→ **Page text**
==*==
4 Feb, 2011

Sub-judice or subterfuge

Writing about a sub-judice matter, does not amount to trial by media, says DR GLADSTONE A D’COSTA

Our country has been hit by an unprecedented spate of scams in recent months, each more scandalous than the other, that involves ever increasing sums of money. The media has been working overtime in its quest for “breaking news” in hot pursuit of the so-called political leaders allegedly involved in these rip-offs. On many an occasion, the journalists attempts to question them has met with a standard retort “the matter is sub-judice, so I cannot answer” thereby ducking the question. Prominent among those using this line recently, have been A Raja and S Kalmadi. One cannot help but wonder what manner of legal succour the term “sub-judice” provides to be used, so liberally and conveniently, with the sole purpose of evading embarrassing questions from the media. The term “sub-judice” literally means “under a judge” or “under consideration of a judge or court”. Section 10 of the Civil Procedure Code deals with the “Doctrine of Res Sub-Judice”.It provides that no court shall proceed with the trial of any suit, in which the matter in issue is also directly and substantially in issue in a previously instituting suit between the same parties where such suit is pending in the same or any other court in India. However, a pending suit in a foreign court doesn’t bar the courts in India, from trying a suit founded on the same cause of action.
For the application of the doctrine of Res Sub-judice, the following conditions must be satisfied: 1. A previously instituted suit is pending in a Court. 2. The matter in issue in second suit is also directly and substantially the same as in the previous suit. 3. The previously instituted suit is still pending in same court or any other court in India. 4. The parties in two suits are same. 5. The court in which previous suit is pending has the jurisdiction to try such suit.
Section 10 is enacted to prevent courts of concurrent jurisdiction from simultaneously trying two parallel suits in respect of the same matter in issue.
Section 11 deals with a somewhat similar sounding term “Res Judicata” which states that no court shall try any suit or issue in which the matter directly and substantially in issue, has been directly and substantially in issue in a former suit, between the same parties, or between the parties under whom they or any of them claim, litigating under the same title, in a competent court to try such subsequent suit or the suit or the suit in which such issue has been subsequently raised, and has been heard and finally decided by such court. Neither of these terms even remotely resembles the context in which they are used by our so-called leaders, who invoke a gag order on any matter, which is in court. Is this rational or is it a ploy, to evade awkward questions?
==*==
Reproduce the sub-judice article word for word, between "Section 10 is" and "matter in issue.", inclusive.

Data listing:
==*==
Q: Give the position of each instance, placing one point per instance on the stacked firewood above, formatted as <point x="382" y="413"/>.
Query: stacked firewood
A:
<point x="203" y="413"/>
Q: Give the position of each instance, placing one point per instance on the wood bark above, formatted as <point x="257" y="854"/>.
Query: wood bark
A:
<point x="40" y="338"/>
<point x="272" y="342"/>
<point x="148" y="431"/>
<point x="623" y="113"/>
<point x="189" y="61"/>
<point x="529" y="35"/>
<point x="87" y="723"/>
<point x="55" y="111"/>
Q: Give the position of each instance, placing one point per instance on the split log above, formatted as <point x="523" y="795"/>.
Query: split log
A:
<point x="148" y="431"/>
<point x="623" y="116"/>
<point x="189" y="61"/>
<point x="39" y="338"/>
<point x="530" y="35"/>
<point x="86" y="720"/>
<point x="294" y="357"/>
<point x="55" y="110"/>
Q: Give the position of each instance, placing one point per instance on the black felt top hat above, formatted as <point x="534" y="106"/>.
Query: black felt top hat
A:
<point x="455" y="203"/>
==*==
→ **Task answer**
Section 10 is enacted to prevent courts of concurrent jurisdiction from simultaneously trying two parallel suits in respect of the same matter in issue.